From the line that includes "Query: house roof" to the last line of the records, inclusive, repeat each line exactly.

Content starts

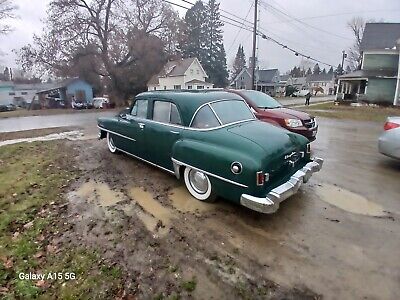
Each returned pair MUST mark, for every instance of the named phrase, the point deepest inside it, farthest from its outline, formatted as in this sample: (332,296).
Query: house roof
(320,77)
(266,75)
(196,81)
(380,36)
(58,85)
(370,74)
(172,68)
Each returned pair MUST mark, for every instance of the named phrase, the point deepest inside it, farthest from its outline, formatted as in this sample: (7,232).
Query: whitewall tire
(198,185)
(111,143)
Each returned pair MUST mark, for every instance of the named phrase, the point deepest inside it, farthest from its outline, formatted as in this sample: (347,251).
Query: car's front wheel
(198,185)
(111,144)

Content ends

*Answer for the task:*
Query: house roof
(320,77)
(266,75)
(196,81)
(380,36)
(58,85)
(370,74)
(172,68)
Each returned pair MUST mark, for every instance of the named phrase, the point deepest inside it, farthest from its outline, formatted as in this sample: (7,232).
Query: whitewall tire
(198,185)
(111,143)
Each returned pair MUST mark, for every instance of the named phrase, the point deepest inside it, farthest from its outline, formatted as in this sample: (347,251).
Query: car's front wheel
(198,185)
(111,144)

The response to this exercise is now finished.